▶ [SOURCE PASSAGE]
^^^^
A/B Testing and Canary Deployments

The ML Service supports controlled model rollouts through A/B testing and canary deployment strategies. These mechanisms enable data-driven model selection by routing a fraction of traffic to new model versions while monitoring performance metrics and automatically rolling back if quality degrades.

A/B Testing Architecture

Prediction Request
    |
    v
+-------------------+
| Traffic Router    |  <-- Deterministic user-based split
+-------------------+
    |
    +-- Variant A (Control) -----> Current Production Model (80%)
    |
    +-- Variant B (Treatment) ---> New Candidate Model (20%)
    |
    v
+-------------------+
| Metrics Collector |  <-- Track per-variant metrics
+-------------------+
    |
    v
+-------------------+
| Statistical       |  <-- Significance testing
| Analyzer          |
+-------------------+
    |
    v
Promote / Rollback Decision

Experiment Configuration

@dataclass
class ABTestConfig:
    """Configuration for an A/B test experiment."""
    experiment_id: str
    tenant_id: str
    name: str
 
    # Models
    control_model_id: str
    control_version: str
    treatment_model_id: str
    treatment_version: str
 
    # Traffic split
    treatment_fraction: float = 0.2   # 20% to treatment
 
    # Success criteria
    primary_metric: str = "accuracy"
    minimum_improvement: float = 0.01  # 1% improvement required
    confidence_level: float = 0.95     # 95% statistical confidence
 
    # Safeguards
    max_duration_hours: int = 168     # 1 week maximum
    min_sample_size: int = 1000       # Minimum samples before decision
    auto_rollback_threshold: float = 0.05  # Rollback if 5% worse
 
    # Status
    status: str = "active"            # active, completed, rolled_back
    started_at: datetime = field(default_factory=datetime.utcnow)
^^^^
▶ [EXCERPTED DATA]

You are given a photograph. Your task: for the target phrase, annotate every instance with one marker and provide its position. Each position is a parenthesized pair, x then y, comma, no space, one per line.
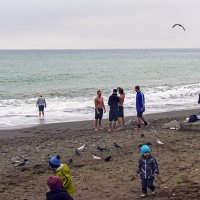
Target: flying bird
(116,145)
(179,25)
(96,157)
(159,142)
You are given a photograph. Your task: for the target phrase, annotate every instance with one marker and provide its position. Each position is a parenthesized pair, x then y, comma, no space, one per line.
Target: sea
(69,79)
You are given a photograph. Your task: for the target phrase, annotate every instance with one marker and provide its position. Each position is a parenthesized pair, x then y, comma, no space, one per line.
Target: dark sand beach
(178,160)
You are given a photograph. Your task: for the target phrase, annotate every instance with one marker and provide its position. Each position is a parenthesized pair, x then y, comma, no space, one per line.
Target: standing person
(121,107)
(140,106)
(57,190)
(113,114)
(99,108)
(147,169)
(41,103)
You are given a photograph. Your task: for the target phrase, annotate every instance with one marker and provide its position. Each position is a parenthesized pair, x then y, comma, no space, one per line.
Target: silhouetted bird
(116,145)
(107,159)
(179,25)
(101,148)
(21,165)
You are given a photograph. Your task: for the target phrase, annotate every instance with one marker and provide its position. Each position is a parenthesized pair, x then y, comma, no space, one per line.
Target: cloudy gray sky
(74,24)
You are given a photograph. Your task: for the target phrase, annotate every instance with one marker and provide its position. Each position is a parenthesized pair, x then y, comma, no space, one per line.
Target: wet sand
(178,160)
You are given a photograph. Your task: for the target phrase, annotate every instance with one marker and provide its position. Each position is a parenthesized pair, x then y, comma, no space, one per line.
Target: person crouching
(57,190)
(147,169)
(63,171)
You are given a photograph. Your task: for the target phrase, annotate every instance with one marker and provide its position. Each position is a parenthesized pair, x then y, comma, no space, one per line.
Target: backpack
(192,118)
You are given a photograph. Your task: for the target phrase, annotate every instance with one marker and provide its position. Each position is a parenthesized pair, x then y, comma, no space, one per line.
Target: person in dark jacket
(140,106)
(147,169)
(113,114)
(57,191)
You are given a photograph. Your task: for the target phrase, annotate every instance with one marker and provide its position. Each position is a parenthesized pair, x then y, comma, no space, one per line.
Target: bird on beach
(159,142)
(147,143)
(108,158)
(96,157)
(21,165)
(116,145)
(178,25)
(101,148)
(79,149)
^^^^
▶ [GIVEN INSTRUCTION] Say whether each statement below agrees with the A/B testing text, answering yes or no and quoting the text's deciding words. 1. The traffic router splits requests between variants at random. 2. By default, at least 1000 samples are required before a decision is made. 3. By default, an experiment may run for up to two weeks.

▶ [EXPECTED OUTPUT]
1. No: "Deterministic user-based split"
2. Yes: "min_sample_size: int = 1000" and "Minimum samples before decision"
3. No: "1 week maximum"